• **Do this**: Reproduce every one of the rows below, substituting "Object detection module" for each occurrence of "Medical imaging module" and leaving all other text unchanged.

• **Entries provided**:

▬▬▬▬▬▬

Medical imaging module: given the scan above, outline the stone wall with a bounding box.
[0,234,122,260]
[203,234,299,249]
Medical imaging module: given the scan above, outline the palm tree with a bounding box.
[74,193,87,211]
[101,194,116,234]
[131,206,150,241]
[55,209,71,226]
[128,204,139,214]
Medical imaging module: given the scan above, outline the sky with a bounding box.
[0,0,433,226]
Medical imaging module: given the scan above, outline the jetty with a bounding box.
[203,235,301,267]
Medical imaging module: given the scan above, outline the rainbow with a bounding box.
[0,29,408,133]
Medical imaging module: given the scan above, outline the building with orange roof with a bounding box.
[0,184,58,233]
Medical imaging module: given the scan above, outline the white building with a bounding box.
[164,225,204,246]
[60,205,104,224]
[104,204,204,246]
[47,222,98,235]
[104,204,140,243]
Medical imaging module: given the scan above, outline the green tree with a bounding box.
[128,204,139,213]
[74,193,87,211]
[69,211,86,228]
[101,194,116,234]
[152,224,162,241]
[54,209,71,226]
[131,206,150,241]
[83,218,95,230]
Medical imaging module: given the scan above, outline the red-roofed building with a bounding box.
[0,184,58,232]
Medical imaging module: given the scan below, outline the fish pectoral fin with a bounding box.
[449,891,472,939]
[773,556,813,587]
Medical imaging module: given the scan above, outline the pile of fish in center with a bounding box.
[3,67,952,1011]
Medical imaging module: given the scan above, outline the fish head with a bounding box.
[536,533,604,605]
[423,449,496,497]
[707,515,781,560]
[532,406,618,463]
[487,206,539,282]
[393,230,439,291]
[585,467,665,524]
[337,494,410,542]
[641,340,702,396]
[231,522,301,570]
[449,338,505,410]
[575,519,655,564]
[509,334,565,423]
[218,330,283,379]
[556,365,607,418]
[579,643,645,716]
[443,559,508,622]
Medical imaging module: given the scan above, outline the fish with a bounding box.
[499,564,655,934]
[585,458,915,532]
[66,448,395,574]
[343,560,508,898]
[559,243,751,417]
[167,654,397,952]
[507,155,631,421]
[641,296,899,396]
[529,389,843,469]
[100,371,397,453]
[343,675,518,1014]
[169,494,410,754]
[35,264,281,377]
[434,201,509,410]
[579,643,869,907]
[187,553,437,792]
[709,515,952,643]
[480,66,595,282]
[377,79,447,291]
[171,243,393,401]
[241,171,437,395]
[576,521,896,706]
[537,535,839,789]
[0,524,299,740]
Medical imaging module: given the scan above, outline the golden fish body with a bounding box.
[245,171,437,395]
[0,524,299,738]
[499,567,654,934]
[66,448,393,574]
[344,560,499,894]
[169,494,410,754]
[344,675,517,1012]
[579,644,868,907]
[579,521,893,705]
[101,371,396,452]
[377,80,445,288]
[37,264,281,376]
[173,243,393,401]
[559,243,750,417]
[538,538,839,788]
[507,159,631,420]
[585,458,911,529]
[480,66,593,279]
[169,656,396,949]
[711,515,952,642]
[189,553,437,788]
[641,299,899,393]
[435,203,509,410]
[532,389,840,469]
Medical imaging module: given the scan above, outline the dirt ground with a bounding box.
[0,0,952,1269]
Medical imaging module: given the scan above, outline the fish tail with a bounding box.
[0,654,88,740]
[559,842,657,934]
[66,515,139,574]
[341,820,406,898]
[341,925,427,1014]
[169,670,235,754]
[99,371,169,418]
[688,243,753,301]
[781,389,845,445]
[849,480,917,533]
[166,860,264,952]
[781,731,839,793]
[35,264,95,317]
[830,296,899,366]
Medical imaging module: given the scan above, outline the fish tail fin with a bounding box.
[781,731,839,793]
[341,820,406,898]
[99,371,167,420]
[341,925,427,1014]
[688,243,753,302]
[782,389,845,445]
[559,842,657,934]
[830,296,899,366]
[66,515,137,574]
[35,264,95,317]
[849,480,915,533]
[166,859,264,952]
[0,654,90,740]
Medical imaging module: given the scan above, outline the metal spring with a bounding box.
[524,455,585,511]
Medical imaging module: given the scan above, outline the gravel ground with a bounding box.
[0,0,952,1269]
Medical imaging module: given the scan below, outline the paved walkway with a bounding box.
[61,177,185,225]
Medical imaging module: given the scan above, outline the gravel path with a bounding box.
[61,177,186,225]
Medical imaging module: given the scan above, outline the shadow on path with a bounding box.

▬▬▬▬▬▬

• **Finished task**:
Object detection module: given the scan above, outline the stone wall with a bounding box.
[0,234,122,260]
[203,234,299,249]
Object detection module: given the scan above, outline the palm tree with a bounding box.
[74,193,87,211]
[101,194,116,234]
[131,206,150,241]
[55,209,71,226]
[128,204,139,214]
Object detection module: given the scan above, outline the sky with a bounding box.
[0,0,433,226]
Object detection module: given the scan above, outline the jetty with a bounding box.
[203,235,301,267]
Object detection module: given the scan above, outline the rainbow with a bounding box.
[0,29,408,133]
Object detection module: given the scan above, outline the building with orange roof with a bounding box.
[0,184,58,233]
Object detection module: given the scan above, outline the white building with a bounding box.
[164,225,204,246]
[60,205,104,224]
[104,204,204,246]
[47,222,98,235]
[104,204,140,243]
Object detection module: given the scan above, outline the green tree with a bounding box.
[128,204,139,213]
[74,193,87,211]
[69,211,86,228]
[101,194,116,234]
[152,224,162,241]
[54,209,71,226]
[131,206,150,241]
[83,218,95,230]
Object detection module: given the scan above, outline the red-roofed building with a bounding box.
[0,184,58,232]
Object detection module: given the scan below, outline the fish pectoral fin with a bounding box.
[449,891,472,939]
[773,556,813,587]
Object detection module: given the scan above, outline the pile of fish in center with a bounding box.
[3,67,952,1011]
Object detection module: given the scan above, outline the fish head with a bounding box.
[536,533,604,605]
[423,449,496,497]
[707,515,781,560]
[532,406,618,463]
[487,206,539,282]
[393,230,439,291]
[585,467,665,524]
[337,494,410,542]
[641,340,702,396]
[231,522,301,570]
[449,338,505,410]
[575,519,655,564]
[509,334,565,423]
[218,330,283,379]
[556,365,607,418]
[579,643,645,716]
[443,559,508,622]
Object detection module: given the scan above, outline the fish with a bounding box.
[499,564,655,934]
[585,458,915,532]
[66,448,395,574]
[343,560,508,898]
[559,243,751,417]
[167,654,397,952]
[507,155,631,421]
[641,296,899,396]
[529,389,843,469]
[100,371,397,453]
[343,675,518,1014]
[169,494,410,754]
[35,264,281,377]
[434,201,509,410]
[579,643,869,907]
[187,553,437,792]
[709,515,952,643]
[480,66,595,282]
[377,79,447,291]
[171,243,393,401]
[241,171,437,395]
[576,521,896,706]
[537,535,839,789]
[0,524,299,740]
Object detection module: given the scan above, outline the golden fish body with a bounding box.
[245,171,437,395]
[0,524,299,738]
[499,567,654,934]
[66,448,393,574]
[344,560,499,894]
[169,494,410,754]
[344,675,517,1012]
[579,644,868,907]
[579,521,893,705]
[101,371,396,452]
[377,80,445,288]
[37,264,281,376]
[173,243,393,401]
[559,243,750,417]
[538,538,839,788]
[507,159,631,420]
[585,458,911,529]
[480,66,593,279]
[169,656,396,949]
[711,515,952,642]
[189,553,437,788]
[641,299,899,393]
[435,203,509,410]
[532,389,840,469]
Object detection module: given the scan above, outline the dirt ground with a bounding box.
[0,0,952,1269]
Object detection module: given the scan above, outline the fish tail with a bounding box.
[0,654,88,740]
[559,842,657,934]
[66,515,139,574]
[341,820,406,898]
[341,925,427,1014]
[169,670,235,754]
[99,371,169,418]
[688,243,753,301]
[781,389,845,445]
[849,480,917,533]
[166,860,264,952]
[781,731,839,793]
[35,264,95,317]
[830,296,899,366]
Object detection module: given the scan above, outline the fish tail fin with a bounding box.
[781,731,839,793]
[341,820,406,898]
[99,371,167,420]
[341,925,427,1014]
[688,243,753,302]
[782,389,845,445]
[559,842,657,934]
[830,296,899,366]
[66,515,137,574]
[35,264,95,317]
[849,480,915,533]
[166,859,264,952]
[0,654,90,740]
Object detection module: given the scan above, outline the metal spring with a bounding box.
[524,455,585,511]
Object detection module: given the scan above, outline the gravel ground with a bounding box.
[0,0,952,1269]
Object detection module: given the scan below, outline the paved walkway with a bounding box.
[61,177,185,225]
Object detection module: given the scan above, outline the gravel path with a bounding box.
[61,177,186,225]
Object detection module: given the scan above, outline the shadow on path with a bounding box.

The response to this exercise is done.